** Begin **

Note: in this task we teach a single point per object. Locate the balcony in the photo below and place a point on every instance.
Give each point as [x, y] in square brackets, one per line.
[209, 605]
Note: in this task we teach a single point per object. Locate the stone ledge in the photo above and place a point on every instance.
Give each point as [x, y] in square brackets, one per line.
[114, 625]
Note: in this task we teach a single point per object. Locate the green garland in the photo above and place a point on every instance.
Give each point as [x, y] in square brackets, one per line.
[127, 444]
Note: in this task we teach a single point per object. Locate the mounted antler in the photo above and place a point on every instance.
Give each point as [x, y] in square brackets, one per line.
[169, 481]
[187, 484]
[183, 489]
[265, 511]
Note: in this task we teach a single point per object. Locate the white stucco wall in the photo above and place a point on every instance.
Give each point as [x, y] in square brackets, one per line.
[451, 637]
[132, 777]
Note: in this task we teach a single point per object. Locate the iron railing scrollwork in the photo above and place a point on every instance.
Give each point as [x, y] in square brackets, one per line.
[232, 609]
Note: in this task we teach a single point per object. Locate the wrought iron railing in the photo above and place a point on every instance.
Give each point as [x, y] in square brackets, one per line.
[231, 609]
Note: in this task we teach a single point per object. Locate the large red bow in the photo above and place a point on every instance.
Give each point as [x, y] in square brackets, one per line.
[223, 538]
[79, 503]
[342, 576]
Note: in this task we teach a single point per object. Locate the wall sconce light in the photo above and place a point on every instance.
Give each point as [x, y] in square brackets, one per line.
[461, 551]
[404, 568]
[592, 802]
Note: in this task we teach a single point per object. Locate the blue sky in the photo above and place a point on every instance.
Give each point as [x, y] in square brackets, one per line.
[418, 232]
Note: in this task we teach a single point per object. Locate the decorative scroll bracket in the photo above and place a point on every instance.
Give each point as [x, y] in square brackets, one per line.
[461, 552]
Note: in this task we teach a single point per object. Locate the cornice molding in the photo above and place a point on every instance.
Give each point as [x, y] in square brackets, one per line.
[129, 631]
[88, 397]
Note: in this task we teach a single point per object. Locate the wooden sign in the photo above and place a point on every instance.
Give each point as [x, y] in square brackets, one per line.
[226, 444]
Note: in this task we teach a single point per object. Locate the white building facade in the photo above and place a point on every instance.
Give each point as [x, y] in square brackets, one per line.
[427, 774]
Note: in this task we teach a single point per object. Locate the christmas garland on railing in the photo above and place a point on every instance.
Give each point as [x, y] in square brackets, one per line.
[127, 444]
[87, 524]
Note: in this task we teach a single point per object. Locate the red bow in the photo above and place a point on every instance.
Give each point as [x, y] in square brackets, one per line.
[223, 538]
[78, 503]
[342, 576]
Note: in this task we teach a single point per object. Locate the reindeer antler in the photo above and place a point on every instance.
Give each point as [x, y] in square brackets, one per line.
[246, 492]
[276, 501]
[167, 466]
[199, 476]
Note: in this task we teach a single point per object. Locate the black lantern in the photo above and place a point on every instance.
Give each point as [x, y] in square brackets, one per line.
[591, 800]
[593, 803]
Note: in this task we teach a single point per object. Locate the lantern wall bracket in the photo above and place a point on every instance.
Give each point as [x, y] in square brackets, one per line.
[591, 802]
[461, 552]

** End **

Set task:
Copy out all of the material above, substituting "image" for each "photo" and keeping everything else the same.

Reply to the task:
Note: in this task we teach a single point per object. Locate the balcony in the image below and place a point on every instance.
Give each point as [x, y] in square brackets, one per line.
[209, 605]
Note: in this task we teach a single point per object. Locate the stone ledge in the image above and place a point on every instance.
Give each point as [x, y] in square brackets, one per line.
[114, 625]
Note: in this task we teach a single point per object. Locate the green garland in the image above and place a point on every instance.
Give each point as [x, y] in square brackets, one per line.
[127, 444]
Note: in this task we teach a single point per object. Locate the mounted antler in the image above and place a point on every instance.
Give each point as [x, y] in square brackets, one per line.
[169, 481]
[187, 484]
[183, 489]
[265, 511]
Note: in this task we teach a single point per object. Locate the white stucco wall in the image above and place a point on every instance.
Give each point as [x, y] in square brackets, one per line.
[451, 637]
[132, 777]
Note: in this task we teach a single point per object. Locate the iron railing scrollwork in the image above and place a point on every instance.
Give each point as [x, y] in square brackets, one per line.
[232, 609]
Note: in this task we teach a single point per object. Locate the wrought iron railing in the image above and place a point on every instance.
Give each point as [x, y] in square brackets, one per line.
[231, 609]
Note: in this task we teach a single point per object. Locate the large red bow in the image above and place a point on every instance.
Give each point as [x, y] in square brackets, one per line.
[223, 538]
[79, 503]
[342, 576]
Note: in this task we teach a single point per object. Locate the wall sconce light in the image above and place a point on every instance.
Give each point as [x, y] in square brackets, one per line.
[461, 551]
[404, 568]
[592, 802]
Note: in this task we teach a single point per object. Locate the blue sky in the image above and place a point on every instance.
Give each point as [x, y] in square brackets, one per line.
[418, 232]
Note: in this task we teach a single point per object. Locate the decorative scroll bracket in the image above and place a point on every instance.
Give each point as [x, y] in square brackets, one per line.
[461, 552]
Note: in this task we teach a single point per object. Locate the cornice molding in the image above and place a point on every instance.
Give each point as [x, y] in square brackets, one per line.
[129, 631]
[88, 397]
Note: in this task we teach a single point per object. Locate the wooden sign in the image above and place a point on every instance.
Give each point as [x, y] in square brackets, one per line.
[226, 444]
Note: in this task we teach a single point per object. Locate the white building facade in the image above and place a point on every instance.
Give each point as [x, y] in square brackets, one per line.
[427, 774]
Note: in this task we teach a single point per object. Locate the christmas garland on railing in the image above and place a point on every instance.
Give each point as [x, y] in square brackets, one per line.
[127, 444]
[87, 524]
Note: in this task we teach a single point per object. Locate the red bow in the image above and place a point on every instance.
Give each point as [x, y] in square brackets, one per line.
[223, 538]
[78, 503]
[342, 576]
Note: in this task we teach a single point per object. Locate the reindeer antler in the image above and place a point on every instance.
Give each point as [x, y] in square brackets, one per line.
[246, 492]
[276, 501]
[167, 466]
[199, 476]
Note: in this task we teach a single point per object. Locate the black lantern in the image above and place a point on every instance.
Give each point as [x, y] in square brackets, one per line.
[591, 800]
[593, 803]
Note: in this task we teach a single point per object. Locate the lantern wall bracket in the image above and place a point on every instance.
Give each point as [x, y] in square brackets, one per line.
[591, 802]
[461, 552]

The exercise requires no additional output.